» **What needs to be done**: Count how many lines in the records below contain the word "Carefully". Reply with the number only.
***** Data extract
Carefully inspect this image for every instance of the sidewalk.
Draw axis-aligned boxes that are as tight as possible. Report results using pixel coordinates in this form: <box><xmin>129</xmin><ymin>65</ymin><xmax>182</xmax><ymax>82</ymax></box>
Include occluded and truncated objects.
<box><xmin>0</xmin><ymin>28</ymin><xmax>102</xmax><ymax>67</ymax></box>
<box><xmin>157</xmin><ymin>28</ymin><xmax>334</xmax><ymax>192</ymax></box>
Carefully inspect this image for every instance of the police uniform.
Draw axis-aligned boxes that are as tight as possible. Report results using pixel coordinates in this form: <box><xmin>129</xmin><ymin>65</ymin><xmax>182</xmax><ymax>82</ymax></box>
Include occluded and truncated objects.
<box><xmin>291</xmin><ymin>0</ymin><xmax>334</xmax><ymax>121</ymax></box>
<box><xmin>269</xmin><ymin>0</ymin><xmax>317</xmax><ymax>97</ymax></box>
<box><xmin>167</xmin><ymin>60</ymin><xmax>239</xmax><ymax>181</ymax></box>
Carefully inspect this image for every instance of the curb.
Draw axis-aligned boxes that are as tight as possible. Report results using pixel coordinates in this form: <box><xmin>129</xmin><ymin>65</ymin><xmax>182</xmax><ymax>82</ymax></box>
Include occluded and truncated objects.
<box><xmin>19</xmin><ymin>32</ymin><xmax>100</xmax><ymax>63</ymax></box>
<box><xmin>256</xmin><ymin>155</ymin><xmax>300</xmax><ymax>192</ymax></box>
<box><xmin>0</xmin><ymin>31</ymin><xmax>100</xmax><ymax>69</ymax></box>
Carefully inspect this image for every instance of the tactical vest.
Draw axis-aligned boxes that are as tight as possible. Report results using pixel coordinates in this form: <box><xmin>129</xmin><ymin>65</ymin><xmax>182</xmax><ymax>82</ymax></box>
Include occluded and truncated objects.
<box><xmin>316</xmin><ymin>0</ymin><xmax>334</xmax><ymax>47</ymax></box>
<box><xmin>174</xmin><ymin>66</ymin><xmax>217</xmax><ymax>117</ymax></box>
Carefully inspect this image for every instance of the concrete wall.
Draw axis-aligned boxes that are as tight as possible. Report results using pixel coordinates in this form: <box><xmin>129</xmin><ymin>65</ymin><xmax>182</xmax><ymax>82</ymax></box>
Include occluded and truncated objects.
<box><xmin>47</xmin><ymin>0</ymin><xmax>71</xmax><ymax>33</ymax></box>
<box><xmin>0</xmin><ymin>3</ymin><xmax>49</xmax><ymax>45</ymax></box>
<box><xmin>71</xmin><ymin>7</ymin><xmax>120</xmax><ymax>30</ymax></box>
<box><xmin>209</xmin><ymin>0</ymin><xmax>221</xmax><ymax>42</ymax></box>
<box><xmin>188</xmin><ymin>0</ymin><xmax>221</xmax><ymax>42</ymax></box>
**********
***** Data extract
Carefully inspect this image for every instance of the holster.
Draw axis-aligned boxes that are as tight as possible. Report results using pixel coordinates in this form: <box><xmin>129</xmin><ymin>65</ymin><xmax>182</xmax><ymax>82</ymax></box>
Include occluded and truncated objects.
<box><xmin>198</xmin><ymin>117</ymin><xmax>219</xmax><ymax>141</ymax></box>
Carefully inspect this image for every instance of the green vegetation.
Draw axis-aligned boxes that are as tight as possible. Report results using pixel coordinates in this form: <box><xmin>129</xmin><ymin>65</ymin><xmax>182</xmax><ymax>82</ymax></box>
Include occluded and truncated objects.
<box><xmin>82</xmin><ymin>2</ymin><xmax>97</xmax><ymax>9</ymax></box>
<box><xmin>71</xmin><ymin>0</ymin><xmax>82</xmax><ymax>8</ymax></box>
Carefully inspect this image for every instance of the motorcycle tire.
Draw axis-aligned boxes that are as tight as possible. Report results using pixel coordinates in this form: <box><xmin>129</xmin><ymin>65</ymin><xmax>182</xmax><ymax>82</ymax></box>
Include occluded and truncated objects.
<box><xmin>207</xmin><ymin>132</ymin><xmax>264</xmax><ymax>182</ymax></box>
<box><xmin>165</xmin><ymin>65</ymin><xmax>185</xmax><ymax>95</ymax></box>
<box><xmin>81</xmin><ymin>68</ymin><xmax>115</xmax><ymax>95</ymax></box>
**********
» **Complete output**: 8